Beginning at the line with "Where can the bridge cantilever" in the records below, return each line up to and including the last, exactly as it stands, but not the pictures.
++++ Extracted information ++++
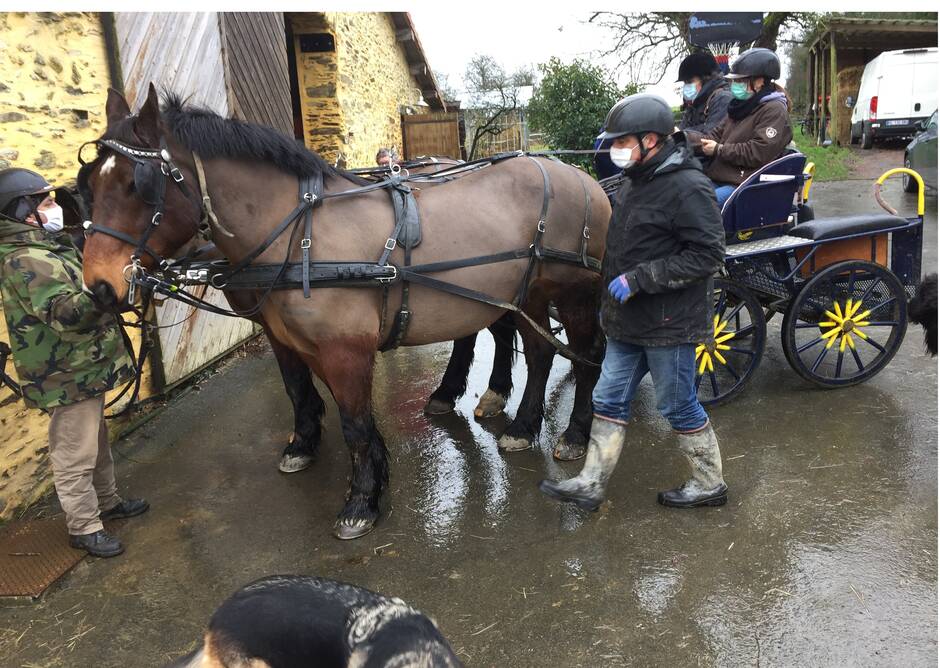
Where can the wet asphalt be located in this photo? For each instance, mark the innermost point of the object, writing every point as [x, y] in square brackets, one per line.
[826, 554]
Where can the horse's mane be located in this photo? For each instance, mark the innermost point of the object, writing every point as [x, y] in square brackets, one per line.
[212, 136]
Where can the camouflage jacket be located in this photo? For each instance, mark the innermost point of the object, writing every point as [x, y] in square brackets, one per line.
[64, 348]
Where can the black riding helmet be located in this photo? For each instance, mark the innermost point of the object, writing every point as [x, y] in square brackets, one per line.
[17, 182]
[756, 62]
[700, 64]
[637, 115]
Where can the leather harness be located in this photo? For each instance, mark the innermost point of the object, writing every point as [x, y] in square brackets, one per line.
[305, 274]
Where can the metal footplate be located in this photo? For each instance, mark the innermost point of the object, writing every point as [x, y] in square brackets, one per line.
[774, 244]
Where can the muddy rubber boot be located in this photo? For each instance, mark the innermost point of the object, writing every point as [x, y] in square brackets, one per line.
[706, 486]
[588, 487]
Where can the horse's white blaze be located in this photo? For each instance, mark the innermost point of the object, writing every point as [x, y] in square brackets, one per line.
[108, 165]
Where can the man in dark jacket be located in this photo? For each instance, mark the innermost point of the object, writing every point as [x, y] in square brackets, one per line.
[664, 243]
[705, 93]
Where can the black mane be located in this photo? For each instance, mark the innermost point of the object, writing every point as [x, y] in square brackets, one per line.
[212, 136]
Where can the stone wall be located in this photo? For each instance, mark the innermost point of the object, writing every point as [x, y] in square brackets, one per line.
[53, 87]
[351, 99]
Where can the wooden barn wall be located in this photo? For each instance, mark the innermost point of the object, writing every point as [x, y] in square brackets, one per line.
[255, 53]
[181, 52]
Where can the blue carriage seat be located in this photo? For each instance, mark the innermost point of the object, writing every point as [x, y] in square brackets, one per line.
[766, 197]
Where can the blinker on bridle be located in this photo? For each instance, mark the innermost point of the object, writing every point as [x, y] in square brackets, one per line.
[150, 183]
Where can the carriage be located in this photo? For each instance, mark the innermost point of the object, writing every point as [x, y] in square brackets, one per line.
[841, 284]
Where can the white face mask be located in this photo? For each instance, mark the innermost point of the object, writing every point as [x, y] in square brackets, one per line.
[54, 219]
[623, 157]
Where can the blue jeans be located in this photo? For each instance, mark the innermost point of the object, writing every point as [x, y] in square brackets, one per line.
[723, 193]
[673, 371]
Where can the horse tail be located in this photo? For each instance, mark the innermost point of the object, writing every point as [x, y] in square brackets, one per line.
[922, 310]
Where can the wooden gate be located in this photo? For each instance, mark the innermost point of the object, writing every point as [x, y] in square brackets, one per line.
[431, 134]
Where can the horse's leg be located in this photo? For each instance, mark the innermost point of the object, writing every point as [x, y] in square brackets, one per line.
[538, 354]
[454, 382]
[578, 313]
[346, 366]
[494, 399]
[308, 408]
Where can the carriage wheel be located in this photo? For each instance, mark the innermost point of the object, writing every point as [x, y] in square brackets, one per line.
[725, 363]
[846, 324]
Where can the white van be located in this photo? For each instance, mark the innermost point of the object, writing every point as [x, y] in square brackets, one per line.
[898, 89]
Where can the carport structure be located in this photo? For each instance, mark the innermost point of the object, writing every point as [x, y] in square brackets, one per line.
[847, 43]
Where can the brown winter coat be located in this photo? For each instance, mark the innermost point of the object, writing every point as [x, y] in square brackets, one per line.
[747, 144]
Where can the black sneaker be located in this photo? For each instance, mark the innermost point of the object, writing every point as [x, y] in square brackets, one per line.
[126, 508]
[98, 544]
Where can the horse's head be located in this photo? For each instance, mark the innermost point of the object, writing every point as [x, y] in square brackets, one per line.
[141, 211]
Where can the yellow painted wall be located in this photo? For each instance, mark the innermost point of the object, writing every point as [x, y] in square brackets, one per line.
[53, 87]
[351, 99]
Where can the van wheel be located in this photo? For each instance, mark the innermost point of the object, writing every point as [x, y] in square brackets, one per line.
[908, 181]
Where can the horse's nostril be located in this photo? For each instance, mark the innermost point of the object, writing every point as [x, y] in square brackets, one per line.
[104, 293]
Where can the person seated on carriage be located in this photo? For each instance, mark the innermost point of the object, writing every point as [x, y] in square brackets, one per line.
[705, 93]
[67, 353]
[664, 243]
[757, 128]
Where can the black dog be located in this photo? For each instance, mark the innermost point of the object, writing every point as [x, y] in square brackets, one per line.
[287, 621]
[922, 309]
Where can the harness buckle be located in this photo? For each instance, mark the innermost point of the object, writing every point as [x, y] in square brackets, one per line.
[389, 279]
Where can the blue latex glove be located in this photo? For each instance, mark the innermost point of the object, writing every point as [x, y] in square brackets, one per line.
[620, 288]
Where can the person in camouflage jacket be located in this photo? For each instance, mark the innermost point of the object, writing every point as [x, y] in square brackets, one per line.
[67, 354]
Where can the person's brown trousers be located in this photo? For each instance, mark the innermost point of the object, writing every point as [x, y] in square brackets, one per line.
[81, 464]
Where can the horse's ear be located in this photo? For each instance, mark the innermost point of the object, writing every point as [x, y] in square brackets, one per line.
[116, 108]
[147, 124]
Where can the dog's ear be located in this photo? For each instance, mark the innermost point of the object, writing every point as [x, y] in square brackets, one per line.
[358, 658]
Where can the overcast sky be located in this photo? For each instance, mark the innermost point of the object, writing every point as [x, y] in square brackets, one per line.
[517, 35]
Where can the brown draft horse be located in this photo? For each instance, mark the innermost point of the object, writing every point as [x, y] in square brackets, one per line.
[252, 177]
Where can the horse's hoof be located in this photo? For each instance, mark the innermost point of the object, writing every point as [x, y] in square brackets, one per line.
[491, 404]
[568, 452]
[350, 529]
[513, 444]
[294, 463]
[438, 407]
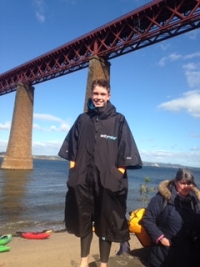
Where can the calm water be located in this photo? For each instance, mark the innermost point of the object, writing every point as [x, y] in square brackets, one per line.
[34, 200]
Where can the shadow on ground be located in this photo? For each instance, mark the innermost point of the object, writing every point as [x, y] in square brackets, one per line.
[136, 258]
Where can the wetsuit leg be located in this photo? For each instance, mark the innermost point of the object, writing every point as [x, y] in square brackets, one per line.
[104, 248]
[85, 244]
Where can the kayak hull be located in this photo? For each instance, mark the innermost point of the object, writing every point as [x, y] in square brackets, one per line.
[5, 239]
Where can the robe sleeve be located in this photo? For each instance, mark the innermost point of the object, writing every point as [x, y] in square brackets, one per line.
[128, 154]
[69, 147]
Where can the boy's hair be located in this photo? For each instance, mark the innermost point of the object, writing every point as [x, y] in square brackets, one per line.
[101, 82]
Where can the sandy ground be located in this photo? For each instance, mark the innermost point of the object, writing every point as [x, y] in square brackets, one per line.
[63, 250]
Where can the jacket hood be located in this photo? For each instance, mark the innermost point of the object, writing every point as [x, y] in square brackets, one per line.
[164, 189]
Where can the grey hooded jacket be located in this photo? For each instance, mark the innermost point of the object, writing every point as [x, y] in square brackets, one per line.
[179, 221]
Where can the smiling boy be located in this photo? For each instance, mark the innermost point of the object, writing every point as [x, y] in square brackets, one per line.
[100, 147]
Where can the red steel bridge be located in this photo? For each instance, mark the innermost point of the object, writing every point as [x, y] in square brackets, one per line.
[152, 23]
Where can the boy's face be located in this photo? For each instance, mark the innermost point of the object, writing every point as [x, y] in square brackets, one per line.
[100, 96]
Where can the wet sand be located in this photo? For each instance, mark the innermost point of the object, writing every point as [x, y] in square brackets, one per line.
[62, 250]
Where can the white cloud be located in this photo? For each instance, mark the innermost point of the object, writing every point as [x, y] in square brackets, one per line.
[174, 56]
[188, 102]
[62, 127]
[171, 57]
[192, 73]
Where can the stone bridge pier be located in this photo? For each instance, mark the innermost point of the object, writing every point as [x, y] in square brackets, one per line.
[19, 150]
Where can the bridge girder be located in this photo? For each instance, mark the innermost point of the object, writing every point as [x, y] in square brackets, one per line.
[154, 22]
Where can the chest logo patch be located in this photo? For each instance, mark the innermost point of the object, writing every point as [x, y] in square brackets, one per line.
[108, 136]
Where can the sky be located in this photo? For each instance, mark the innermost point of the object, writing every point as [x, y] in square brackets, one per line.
[157, 88]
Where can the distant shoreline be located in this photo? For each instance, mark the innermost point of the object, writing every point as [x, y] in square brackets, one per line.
[145, 163]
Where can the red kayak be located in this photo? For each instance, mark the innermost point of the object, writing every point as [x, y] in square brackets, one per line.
[36, 235]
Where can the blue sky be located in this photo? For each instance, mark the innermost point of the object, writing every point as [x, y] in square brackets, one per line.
[157, 88]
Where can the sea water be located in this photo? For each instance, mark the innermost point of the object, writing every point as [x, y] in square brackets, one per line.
[34, 200]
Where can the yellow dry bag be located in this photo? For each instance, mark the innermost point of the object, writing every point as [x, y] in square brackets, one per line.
[136, 227]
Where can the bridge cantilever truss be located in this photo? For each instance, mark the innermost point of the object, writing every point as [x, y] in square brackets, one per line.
[152, 23]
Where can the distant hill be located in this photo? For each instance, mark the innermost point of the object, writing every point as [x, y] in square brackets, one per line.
[145, 163]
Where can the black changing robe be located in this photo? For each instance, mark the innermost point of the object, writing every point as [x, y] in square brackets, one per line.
[99, 142]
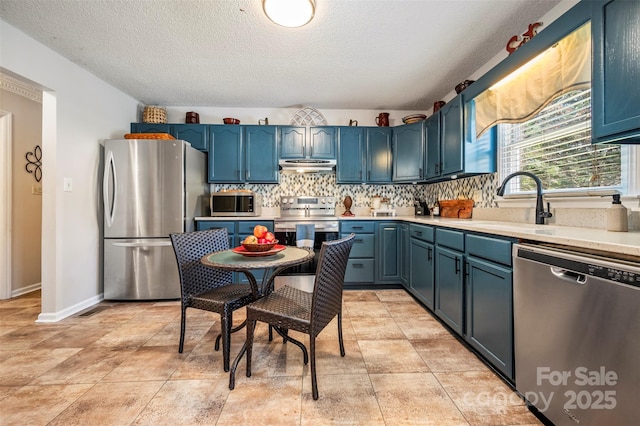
++++
● Response
Where can the bridge cantilever truss be located in this photo? For each instance, mark the innermost point of the object, writing every point as [x, y] in square brackets, one per line.
[152, 23]
Where can the distant hill be located in this photo? For each instance, mark the innermost point of the object, writing every point as [x, y] in square brackets, one per line.
[145, 163]
Where can the black changing robe be located in this photo? For each instance, mark the innermost point of the object, writing every point as [x, y] in square brackets, one per line.
[99, 142]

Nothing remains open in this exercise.